◆ STATED TASK:
Exclude pictures; retype the lines below from the line containing "Q: For each instance of the distant red" through the end of the records, both ends kept.

◆ MATERIAL FOR THIS EXERCISE:
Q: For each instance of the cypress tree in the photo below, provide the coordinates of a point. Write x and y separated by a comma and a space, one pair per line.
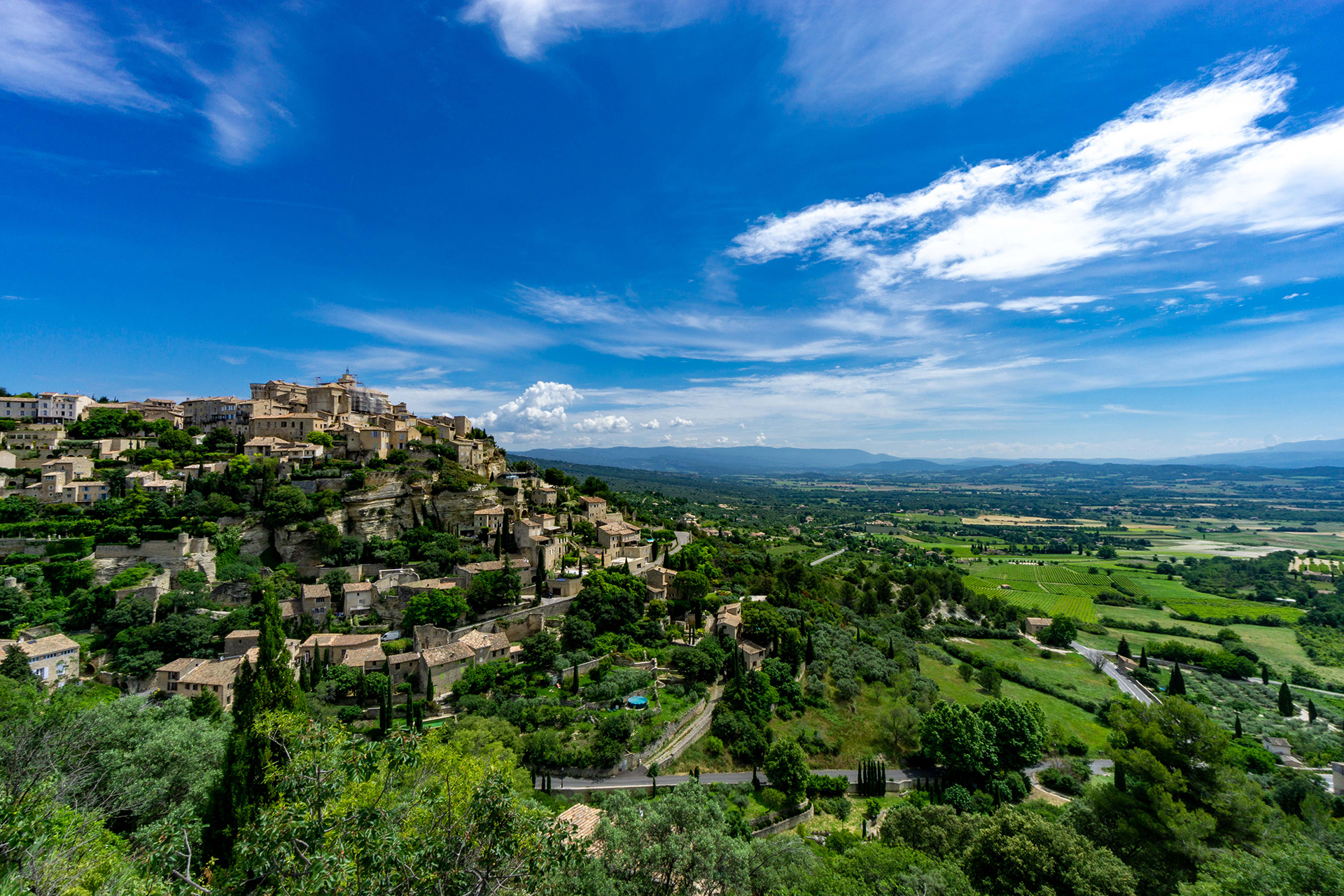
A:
269, 687
1176, 687
1285, 701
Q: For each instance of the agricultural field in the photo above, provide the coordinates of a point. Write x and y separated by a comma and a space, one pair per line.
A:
1276, 645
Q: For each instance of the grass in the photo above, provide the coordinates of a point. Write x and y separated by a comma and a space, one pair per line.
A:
1276, 645
1069, 672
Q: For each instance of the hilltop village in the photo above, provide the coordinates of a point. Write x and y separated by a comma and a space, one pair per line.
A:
311, 641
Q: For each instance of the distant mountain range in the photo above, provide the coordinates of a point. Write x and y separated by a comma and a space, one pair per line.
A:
758, 460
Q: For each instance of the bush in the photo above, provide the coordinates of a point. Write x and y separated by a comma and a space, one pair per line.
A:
958, 798
839, 806
772, 798
827, 785
1059, 780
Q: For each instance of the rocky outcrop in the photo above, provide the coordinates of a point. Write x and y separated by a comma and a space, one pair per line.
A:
388, 508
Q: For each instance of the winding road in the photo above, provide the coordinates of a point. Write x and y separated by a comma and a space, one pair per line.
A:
1126, 682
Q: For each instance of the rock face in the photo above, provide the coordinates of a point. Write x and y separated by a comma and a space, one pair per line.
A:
386, 510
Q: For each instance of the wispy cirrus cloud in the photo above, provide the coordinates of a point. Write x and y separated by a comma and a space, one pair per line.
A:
848, 54
59, 51
1190, 160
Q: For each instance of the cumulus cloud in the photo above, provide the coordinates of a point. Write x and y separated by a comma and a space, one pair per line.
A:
540, 407
1190, 160
1053, 304
604, 424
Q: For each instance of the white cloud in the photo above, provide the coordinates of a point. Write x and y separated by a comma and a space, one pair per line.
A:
245, 104
604, 424
850, 54
540, 407
1053, 304
58, 51
1191, 159
559, 308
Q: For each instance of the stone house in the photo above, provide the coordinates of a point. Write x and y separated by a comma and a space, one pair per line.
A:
594, 510
168, 676
1035, 625
239, 641
487, 647
445, 665
54, 660
358, 598
335, 647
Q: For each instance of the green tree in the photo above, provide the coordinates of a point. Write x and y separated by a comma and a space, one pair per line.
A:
1176, 684
1182, 796
1016, 729
610, 599
15, 665
440, 608
218, 441
251, 757
899, 726
284, 505
990, 680
953, 736
787, 766
1059, 633
1021, 852
540, 652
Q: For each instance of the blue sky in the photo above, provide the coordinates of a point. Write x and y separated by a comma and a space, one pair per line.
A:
991, 227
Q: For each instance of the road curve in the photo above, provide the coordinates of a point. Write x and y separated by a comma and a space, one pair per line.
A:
1126, 682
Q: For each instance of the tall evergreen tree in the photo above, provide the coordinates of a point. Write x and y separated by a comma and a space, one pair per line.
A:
268, 687
1285, 701
1176, 687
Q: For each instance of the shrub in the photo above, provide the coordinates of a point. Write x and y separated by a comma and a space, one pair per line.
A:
772, 798
1059, 780
958, 798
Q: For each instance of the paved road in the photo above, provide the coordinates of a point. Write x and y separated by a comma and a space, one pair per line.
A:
638, 777
1126, 682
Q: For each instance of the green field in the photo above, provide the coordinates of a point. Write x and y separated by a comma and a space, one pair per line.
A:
1053, 590
1276, 645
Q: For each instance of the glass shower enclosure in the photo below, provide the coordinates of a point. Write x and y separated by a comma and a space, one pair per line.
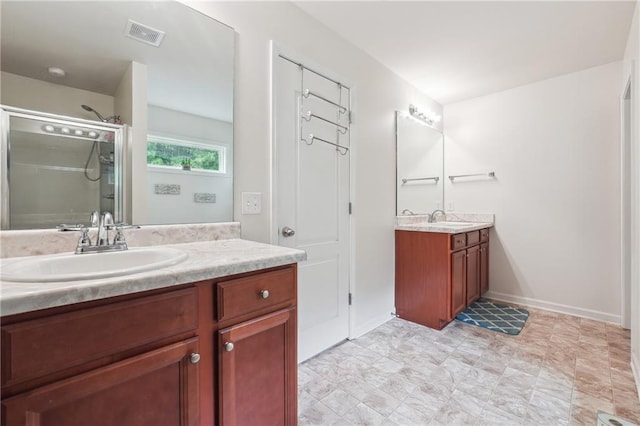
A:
57, 169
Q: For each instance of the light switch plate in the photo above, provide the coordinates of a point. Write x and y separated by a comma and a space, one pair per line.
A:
251, 202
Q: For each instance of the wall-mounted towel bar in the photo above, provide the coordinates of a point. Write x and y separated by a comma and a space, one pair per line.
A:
343, 150
309, 115
488, 174
434, 178
308, 93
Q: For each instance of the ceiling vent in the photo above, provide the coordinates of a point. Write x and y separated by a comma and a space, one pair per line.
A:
144, 33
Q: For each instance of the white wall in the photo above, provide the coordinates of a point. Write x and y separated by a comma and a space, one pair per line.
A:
631, 64
554, 148
38, 95
377, 94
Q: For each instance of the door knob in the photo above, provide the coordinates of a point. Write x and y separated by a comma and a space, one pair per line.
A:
288, 232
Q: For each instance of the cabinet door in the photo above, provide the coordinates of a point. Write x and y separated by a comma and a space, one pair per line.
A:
258, 371
156, 388
458, 282
473, 274
484, 268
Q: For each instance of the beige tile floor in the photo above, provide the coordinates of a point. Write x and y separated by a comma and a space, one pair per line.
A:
559, 370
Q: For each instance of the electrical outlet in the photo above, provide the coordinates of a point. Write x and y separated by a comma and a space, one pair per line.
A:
251, 203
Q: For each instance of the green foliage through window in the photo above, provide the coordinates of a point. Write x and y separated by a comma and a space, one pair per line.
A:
170, 154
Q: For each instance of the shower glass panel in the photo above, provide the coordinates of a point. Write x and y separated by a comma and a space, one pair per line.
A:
58, 170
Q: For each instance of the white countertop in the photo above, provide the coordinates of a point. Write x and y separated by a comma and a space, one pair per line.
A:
443, 227
206, 260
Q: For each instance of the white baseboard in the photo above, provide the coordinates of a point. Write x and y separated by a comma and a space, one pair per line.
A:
362, 329
635, 369
554, 307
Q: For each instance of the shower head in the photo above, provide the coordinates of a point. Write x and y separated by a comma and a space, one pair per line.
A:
111, 119
88, 108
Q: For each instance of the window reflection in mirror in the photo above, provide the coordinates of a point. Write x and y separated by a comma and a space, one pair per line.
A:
181, 89
420, 166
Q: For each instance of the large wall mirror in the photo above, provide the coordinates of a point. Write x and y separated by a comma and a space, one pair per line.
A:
161, 69
420, 166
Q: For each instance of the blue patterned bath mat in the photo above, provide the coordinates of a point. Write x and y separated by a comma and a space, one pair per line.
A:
494, 316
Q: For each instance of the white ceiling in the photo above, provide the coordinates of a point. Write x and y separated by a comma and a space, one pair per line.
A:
192, 70
456, 50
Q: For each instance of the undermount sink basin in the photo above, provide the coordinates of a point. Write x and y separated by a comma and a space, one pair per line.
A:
75, 267
455, 224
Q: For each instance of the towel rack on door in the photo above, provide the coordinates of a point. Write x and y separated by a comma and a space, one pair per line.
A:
488, 174
434, 178
309, 115
339, 147
308, 93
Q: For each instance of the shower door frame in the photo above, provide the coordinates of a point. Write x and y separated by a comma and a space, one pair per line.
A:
7, 112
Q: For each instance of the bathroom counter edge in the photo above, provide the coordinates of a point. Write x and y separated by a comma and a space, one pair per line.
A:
206, 260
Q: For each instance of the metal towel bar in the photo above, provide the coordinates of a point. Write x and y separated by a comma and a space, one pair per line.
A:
434, 178
339, 147
488, 174
308, 93
309, 115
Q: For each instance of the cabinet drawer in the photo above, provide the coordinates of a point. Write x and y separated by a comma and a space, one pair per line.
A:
473, 237
254, 293
458, 241
38, 347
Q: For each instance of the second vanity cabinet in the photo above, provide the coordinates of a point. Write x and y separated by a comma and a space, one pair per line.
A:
219, 351
439, 274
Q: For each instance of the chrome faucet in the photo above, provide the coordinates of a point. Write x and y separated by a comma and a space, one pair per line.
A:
104, 222
104, 225
432, 216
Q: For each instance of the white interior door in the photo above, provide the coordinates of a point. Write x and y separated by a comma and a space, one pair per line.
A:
312, 200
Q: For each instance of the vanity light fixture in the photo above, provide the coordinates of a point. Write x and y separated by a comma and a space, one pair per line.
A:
429, 117
66, 131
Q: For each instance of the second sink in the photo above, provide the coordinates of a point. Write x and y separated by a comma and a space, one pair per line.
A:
72, 267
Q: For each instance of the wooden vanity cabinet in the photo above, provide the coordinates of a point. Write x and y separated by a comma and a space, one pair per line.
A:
439, 274
126, 362
154, 358
257, 346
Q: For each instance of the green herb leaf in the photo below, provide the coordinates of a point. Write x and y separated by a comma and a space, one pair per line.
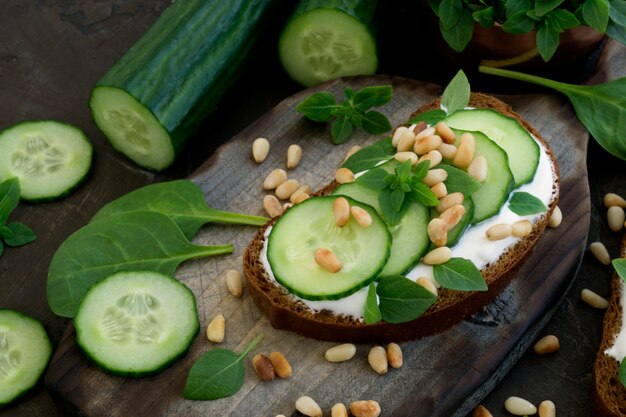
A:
459, 274
456, 95
318, 106
523, 203
181, 200
401, 299
371, 313
217, 374
140, 240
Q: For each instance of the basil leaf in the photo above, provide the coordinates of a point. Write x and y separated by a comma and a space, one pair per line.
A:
140, 240
523, 203
401, 299
456, 95
217, 374
459, 274
371, 314
318, 106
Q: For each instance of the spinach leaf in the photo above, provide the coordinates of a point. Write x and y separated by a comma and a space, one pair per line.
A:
217, 374
139, 240
600, 108
181, 200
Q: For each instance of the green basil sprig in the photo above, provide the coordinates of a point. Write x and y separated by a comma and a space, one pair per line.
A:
353, 111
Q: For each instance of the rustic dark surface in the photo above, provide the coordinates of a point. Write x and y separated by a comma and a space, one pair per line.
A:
52, 52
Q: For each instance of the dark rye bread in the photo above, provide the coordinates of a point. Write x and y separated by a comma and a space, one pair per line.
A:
286, 312
609, 395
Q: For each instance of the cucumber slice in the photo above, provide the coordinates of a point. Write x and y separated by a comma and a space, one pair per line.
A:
25, 351
409, 237
521, 148
136, 323
49, 158
307, 226
328, 39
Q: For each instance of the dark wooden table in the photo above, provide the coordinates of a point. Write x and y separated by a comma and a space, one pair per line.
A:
51, 54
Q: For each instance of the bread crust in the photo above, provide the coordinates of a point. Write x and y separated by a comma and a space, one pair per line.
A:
286, 312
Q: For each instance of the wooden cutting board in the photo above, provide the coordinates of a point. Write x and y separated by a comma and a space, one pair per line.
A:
446, 374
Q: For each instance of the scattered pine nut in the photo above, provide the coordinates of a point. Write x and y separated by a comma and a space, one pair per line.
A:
547, 344
215, 329
234, 282
600, 252
260, 149
340, 353
294, 154
593, 299
377, 358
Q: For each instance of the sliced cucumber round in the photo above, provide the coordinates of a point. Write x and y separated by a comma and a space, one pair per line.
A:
25, 351
326, 43
310, 225
49, 158
136, 323
521, 148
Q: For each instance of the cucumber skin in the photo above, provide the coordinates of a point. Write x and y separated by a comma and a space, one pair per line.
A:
181, 83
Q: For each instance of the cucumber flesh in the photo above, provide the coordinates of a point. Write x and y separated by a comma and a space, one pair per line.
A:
521, 148
25, 351
324, 44
307, 226
49, 158
136, 323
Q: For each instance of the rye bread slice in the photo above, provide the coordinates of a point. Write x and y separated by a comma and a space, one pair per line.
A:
609, 395
288, 313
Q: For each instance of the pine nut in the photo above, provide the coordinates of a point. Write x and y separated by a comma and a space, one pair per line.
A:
340, 353
435, 176
406, 142
274, 179
437, 232
445, 132
447, 151
284, 190
263, 367
519, 406
439, 190
593, 299
341, 211
281, 365
260, 149
215, 329
377, 358
600, 252
307, 406
522, 228
499, 231
438, 256
427, 144
234, 282
361, 216
404, 156
339, 410
394, 355
428, 284
365, 408
547, 409
453, 215
272, 206
326, 259
612, 199
615, 216
547, 344
344, 175
450, 200
294, 154
556, 218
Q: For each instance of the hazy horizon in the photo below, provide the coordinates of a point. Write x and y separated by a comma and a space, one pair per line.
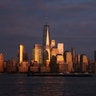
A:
72, 22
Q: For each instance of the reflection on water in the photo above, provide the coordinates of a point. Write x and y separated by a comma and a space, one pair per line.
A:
21, 85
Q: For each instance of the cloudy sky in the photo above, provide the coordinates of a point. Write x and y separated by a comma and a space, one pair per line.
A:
72, 22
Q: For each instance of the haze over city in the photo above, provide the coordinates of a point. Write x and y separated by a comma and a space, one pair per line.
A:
72, 22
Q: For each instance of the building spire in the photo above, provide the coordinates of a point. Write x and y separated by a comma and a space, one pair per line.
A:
46, 20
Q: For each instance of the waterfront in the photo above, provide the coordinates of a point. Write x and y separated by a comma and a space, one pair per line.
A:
22, 85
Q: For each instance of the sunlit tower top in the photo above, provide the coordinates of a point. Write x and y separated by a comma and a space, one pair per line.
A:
46, 43
46, 35
21, 53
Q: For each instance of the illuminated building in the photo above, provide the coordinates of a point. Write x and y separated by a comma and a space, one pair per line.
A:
21, 53
1, 62
53, 43
54, 51
60, 59
68, 60
73, 54
24, 67
77, 65
46, 44
37, 53
61, 48
84, 62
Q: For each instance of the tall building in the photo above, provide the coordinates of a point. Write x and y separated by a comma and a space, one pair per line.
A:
61, 48
84, 63
73, 54
1, 62
37, 53
53, 43
46, 44
68, 60
21, 53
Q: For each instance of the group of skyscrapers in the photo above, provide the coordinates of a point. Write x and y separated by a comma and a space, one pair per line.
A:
47, 57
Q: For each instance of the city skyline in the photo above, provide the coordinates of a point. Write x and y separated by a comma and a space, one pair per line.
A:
72, 23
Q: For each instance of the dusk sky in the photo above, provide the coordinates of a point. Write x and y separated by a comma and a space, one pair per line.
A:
72, 22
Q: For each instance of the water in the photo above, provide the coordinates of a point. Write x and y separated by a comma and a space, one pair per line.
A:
21, 85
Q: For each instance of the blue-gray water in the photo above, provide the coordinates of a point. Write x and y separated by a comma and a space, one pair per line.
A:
21, 85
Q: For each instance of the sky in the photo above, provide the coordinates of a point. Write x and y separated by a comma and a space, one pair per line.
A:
72, 22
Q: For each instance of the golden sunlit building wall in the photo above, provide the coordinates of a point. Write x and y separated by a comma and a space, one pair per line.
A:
68, 60
37, 53
60, 59
1, 62
84, 61
54, 51
53, 43
21, 53
60, 48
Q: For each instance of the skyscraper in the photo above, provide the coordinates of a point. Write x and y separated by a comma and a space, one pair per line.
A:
21, 53
46, 43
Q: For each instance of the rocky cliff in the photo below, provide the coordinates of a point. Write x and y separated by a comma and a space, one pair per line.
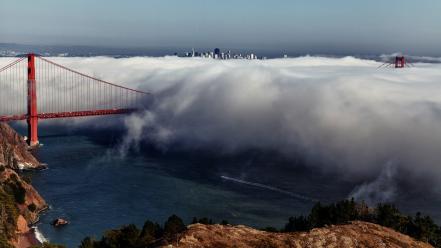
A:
20, 202
355, 234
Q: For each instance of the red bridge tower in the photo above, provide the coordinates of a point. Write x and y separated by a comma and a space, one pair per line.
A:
32, 103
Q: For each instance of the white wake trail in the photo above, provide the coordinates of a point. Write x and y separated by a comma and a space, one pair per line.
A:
263, 186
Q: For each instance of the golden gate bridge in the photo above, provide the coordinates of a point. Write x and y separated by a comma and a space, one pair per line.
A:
34, 88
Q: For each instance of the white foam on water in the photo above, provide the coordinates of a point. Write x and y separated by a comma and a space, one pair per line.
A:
39, 236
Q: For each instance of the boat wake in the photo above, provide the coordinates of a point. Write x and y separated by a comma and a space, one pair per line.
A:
263, 186
39, 236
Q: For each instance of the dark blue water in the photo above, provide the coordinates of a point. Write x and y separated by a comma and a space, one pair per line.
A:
90, 185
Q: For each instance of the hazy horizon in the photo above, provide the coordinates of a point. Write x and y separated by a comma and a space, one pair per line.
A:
337, 27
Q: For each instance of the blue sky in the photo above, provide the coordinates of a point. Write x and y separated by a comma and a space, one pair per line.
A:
412, 26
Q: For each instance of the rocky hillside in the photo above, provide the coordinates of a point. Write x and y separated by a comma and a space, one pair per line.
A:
20, 202
355, 234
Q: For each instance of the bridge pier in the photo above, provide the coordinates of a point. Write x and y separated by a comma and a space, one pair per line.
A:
32, 103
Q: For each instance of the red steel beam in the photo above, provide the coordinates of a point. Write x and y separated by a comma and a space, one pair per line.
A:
69, 114
32, 102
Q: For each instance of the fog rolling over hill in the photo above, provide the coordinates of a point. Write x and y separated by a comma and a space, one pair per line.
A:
379, 127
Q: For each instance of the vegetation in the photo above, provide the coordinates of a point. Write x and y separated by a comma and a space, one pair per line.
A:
207, 221
151, 235
32, 207
8, 216
14, 187
48, 245
419, 227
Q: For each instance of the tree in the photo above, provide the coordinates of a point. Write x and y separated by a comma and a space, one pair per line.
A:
172, 227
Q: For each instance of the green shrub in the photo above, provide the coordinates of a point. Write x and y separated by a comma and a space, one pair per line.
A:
32, 207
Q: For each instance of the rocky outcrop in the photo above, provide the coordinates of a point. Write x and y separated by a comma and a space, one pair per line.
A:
14, 150
20, 202
355, 234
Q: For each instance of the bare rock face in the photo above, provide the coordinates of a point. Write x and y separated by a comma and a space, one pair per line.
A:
355, 234
21, 203
14, 150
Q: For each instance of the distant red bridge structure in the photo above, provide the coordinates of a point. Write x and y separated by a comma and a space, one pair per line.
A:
399, 62
34, 88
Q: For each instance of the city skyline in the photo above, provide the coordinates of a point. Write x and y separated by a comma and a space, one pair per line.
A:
292, 26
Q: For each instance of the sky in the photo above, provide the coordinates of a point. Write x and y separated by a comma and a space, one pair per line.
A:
302, 26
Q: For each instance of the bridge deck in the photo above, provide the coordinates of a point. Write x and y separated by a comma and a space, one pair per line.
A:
68, 114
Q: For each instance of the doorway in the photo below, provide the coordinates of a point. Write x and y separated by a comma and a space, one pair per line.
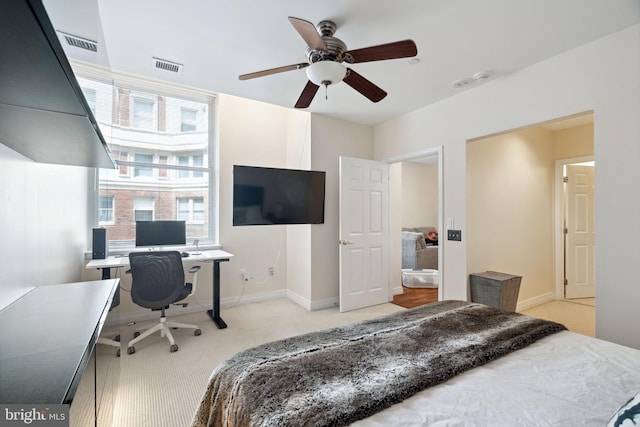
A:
575, 279
416, 184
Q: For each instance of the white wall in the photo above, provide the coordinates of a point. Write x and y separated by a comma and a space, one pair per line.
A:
330, 139
43, 217
603, 77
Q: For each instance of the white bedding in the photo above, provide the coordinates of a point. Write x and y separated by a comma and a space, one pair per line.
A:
565, 379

◆ WORKED ANSWER:
Q: For each instance of the distant red bridge structure in the photo above, provide the coordinates of a point. Write x and y separated by a comma and a space, one pair per line.
A:
399, 62
34, 88
Q: For each instance of the city skyline in the photo above, provide the coordinates of a point. Write x and y separated by a comma and a space, one pair per line.
A:
292, 26
Q: For each instance of the sky in the photo above, provide the coordinates of a point. Write x and y separated by a comma and a space, one pair per line.
A:
302, 26
Q: For each instance of the bridge deck in the photo above, provide the coordinates of a point. Write x and y separated by a comma and a space, one pair per line.
A:
68, 114
Q: For each instance of the doorway in the photo below, provide the coordinates of a point. Write x and y separated by a comma and a space, one pair per line.
A:
575, 279
416, 184
Q: For each instance of the white wall in the photo above, provide the coordinates of a point. Write x and y separated by a comma and a space, one pair per line.
A:
330, 139
43, 217
603, 77
Q: For each instance of the white bedding in the photo above, provide the coordinates of a point. Write x and y separated by a comma and a space, one pair per line.
A:
565, 379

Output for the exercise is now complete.